▶ **WORK TO DO**
Can you express each line of the rows below as a JSON list of strings, one string per line with blank lines omitted? Leave the pictures out of the answer.

▶ **EXTRACTED DATA**
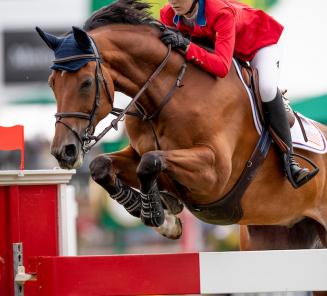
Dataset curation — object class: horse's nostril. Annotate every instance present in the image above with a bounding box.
[65,144,76,158]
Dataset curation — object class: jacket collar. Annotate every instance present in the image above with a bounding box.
[173,0,207,27]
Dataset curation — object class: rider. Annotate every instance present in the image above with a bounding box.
[160,0,320,188]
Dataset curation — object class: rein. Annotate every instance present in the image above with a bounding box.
[53,36,186,154]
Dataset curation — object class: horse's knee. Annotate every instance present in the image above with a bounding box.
[89,155,113,186]
[136,152,164,181]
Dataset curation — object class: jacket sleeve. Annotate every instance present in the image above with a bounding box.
[186,9,236,78]
[160,5,175,27]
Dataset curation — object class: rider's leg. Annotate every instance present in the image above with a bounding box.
[251,44,314,187]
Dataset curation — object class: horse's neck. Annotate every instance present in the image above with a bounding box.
[96,25,183,113]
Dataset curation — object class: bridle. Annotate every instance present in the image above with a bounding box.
[53,31,186,154]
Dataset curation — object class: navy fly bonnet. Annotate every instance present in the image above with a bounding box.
[36,27,96,72]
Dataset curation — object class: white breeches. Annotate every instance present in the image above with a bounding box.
[250,44,280,102]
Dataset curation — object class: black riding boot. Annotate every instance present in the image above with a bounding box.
[263,90,316,188]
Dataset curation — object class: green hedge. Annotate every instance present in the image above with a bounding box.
[91,0,278,18]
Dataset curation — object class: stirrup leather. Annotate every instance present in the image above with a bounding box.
[283,153,319,189]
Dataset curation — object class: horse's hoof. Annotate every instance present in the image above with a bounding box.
[141,208,165,227]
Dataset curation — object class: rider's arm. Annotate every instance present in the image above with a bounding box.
[160,5,176,27]
[186,9,235,78]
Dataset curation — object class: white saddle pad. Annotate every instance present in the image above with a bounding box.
[233,59,327,154]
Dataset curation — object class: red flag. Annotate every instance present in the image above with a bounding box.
[0,125,24,170]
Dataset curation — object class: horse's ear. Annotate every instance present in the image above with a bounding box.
[72,27,91,49]
[35,27,60,50]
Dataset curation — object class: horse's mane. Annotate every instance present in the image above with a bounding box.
[84,0,154,31]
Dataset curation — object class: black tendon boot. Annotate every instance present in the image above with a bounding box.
[263,90,318,188]
[141,183,165,227]
[110,177,141,218]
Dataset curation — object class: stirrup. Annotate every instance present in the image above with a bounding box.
[283,153,319,189]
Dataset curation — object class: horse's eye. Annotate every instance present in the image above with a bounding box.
[81,79,92,90]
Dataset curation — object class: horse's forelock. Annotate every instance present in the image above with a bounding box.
[84,0,154,31]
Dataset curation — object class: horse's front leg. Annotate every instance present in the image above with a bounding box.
[90,146,141,218]
[136,146,217,227]
[90,146,182,239]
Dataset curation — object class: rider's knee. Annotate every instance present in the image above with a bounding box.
[259,83,277,102]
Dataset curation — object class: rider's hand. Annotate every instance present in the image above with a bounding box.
[160,29,190,53]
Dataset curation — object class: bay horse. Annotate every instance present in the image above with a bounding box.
[38,0,327,256]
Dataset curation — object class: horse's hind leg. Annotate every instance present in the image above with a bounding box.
[240,218,321,250]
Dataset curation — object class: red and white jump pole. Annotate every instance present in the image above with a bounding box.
[0,170,327,296]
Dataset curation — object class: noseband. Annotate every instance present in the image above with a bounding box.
[53,32,186,154]
[53,36,113,153]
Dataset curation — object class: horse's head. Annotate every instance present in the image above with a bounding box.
[37,27,114,169]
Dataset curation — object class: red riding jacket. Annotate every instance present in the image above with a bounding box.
[160,0,284,77]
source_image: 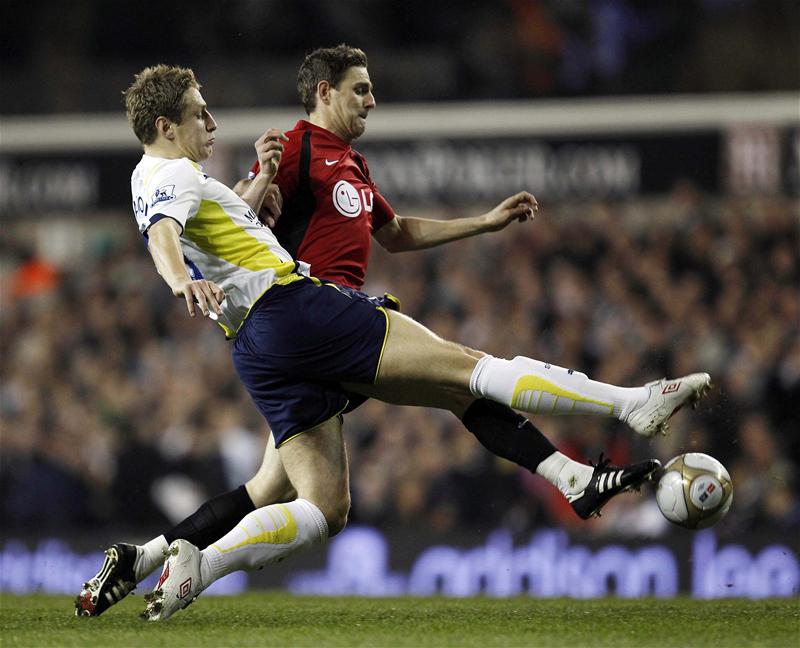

▶ **REPLY**
[
  "Dataset curation — object class: horse's nostril. Annotate every instance present in the image above with a bounding box.",
  "[65,144,76,158]",
  "Dataset curation — object class: jacket collar. Annotate every instance present in the image above with a bounding box.",
  "[173,0,207,27]",
  "Dataset curation — object class: rider. Annotate every instance present in the image above with a bounding box.",
  "[160,0,320,188]",
  "Dataset curation — object class: rein. Annotate every instance present in the image above with a bounding box.",
  "[53,36,186,154]",
  "Dataset curation — object class: horse's knee. Annotate every instance present in the image above with a bounding box.",
  "[89,155,113,186]",
  "[136,152,164,181]",
  "Dataset curation — object class: jacket sleeve. Annotate every instance present in the image above with a bounding box.",
  "[186,9,236,78]",
  "[160,5,175,27]",
  "Dataset curation — object class: rider's leg. Annotate every instance present in the image above with a bounding box.",
  "[251,44,314,187]",
  "Dataset curation — object class: horse's neck. Annotate every instance present in the image above with a bounding box.",
  "[96,25,183,113]",
  "Dataset curation — object class: bridle. Annotate every instance present in the image above with a bounding box.",
  "[53,31,186,154]",
  "Dataset curation — object class: navy fly bonnet. Annotate every instance present in the image above with a bounding box.",
  "[36,27,96,72]",
  "Dataset curation — object class: white breeches. Annotate every instance present in the image above with a bounding box.",
  "[250,44,280,102]",
  "Dataset curation — object class: black riding boot. Annotate every instance present in the image above with a bounding box.",
  "[263,90,316,188]",
  "Dataset curation — object class: green hedge. Annotate every instance present in the image above with a bounding box.",
  "[91,0,278,18]",
  "Dataset curation — object class: stirrup leather. Annotate every instance present in the image above with a bounding box.",
  "[283,153,319,189]",
  "Dataset curation — object class: horse's hoof. Annotate every instance present in the image above with a bounding box.",
  "[141,208,165,227]",
  "Dataset curation — object class: rider's arm. Annotate every instance present in the image above with a bounding box.",
  "[160,5,176,27]",
  "[186,9,235,78]",
  "Dataset curation — object class: white saddle pad. Annotate every instance present in the image above with a bounding box.",
  "[233,59,327,154]",
  "Dataset curation — object class: red flag. Annotate every instance present in the image above with a bounding box.",
  "[0,125,24,170]",
  "Dataset curation — object class: horse's ear. Annotate every instance present in the image above with a bounding box.",
  "[72,27,91,49]",
  "[35,27,60,50]",
  "Dataset curation — object class: horse's mane. Annotate every instance present in the image above with a bounding box.",
  "[84,0,154,31]",
  "Dataset curation — object class: black tendon boot. Annotate every instance present in the image above with a bounding box.",
  "[263,90,318,188]",
  "[141,183,165,227]",
  "[110,177,141,218]",
  "Dataset curation — object class: stirrup. Annotate every instance present in the image above with a bounding box.",
  "[283,153,319,189]",
  "Dataset curation — object class: horse's eye. Annotate every instance present in the image above with a bounding box.",
  "[81,79,92,90]",
  "Dataset curation — object class: horse's forelock. Annotate every instance present in the image above with a bounding box.",
  "[84,0,154,31]",
  "Dataset curation — object class: horse's front leg. Annotate every instance present in the image above with a bounding box.",
  "[90,146,141,218]",
  "[136,146,217,227]",
  "[90,146,182,239]",
  "Dataset curation — object class: rider's knee. Annotate every instance present in the image above with a bounding box.",
  "[259,83,277,102]",
  "Dataset curation — object class: rider's hand. Annotate every instance present in the image above with a bounding box.",
  "[160,29,190,53]",
  "Dataset curation — object class: bay horse. Annotate every instance present in the image above with a bounding box.",
  "[38,0,327,256]",
  "Dataset curation — object class: horse's hind leg. Annotate every instance present in the image above with a bounding box.",
  "[240,218,321,250]",
  "Dataset curation — object class: red and white jump pole. Annotate every instance present in the image above with a bounding box.",
  "[0,170,327,296]",
  "Dataset curation — object class: noseband. Annotate every instance present in the image above with a bounding box.",
  "[53,32,186,154]",
  "[53,36,113,153]",
  "Dataset curation — object class: horse's head. Annotate every instance present in the image above with a bounding box.",
  "[37,27,114,169]",
  "Dataset curation — object class: red riding jacket. Annotate every instance present in the image above with a bounding box.",
  "[160,0,284,77]",
  "source_image: "
]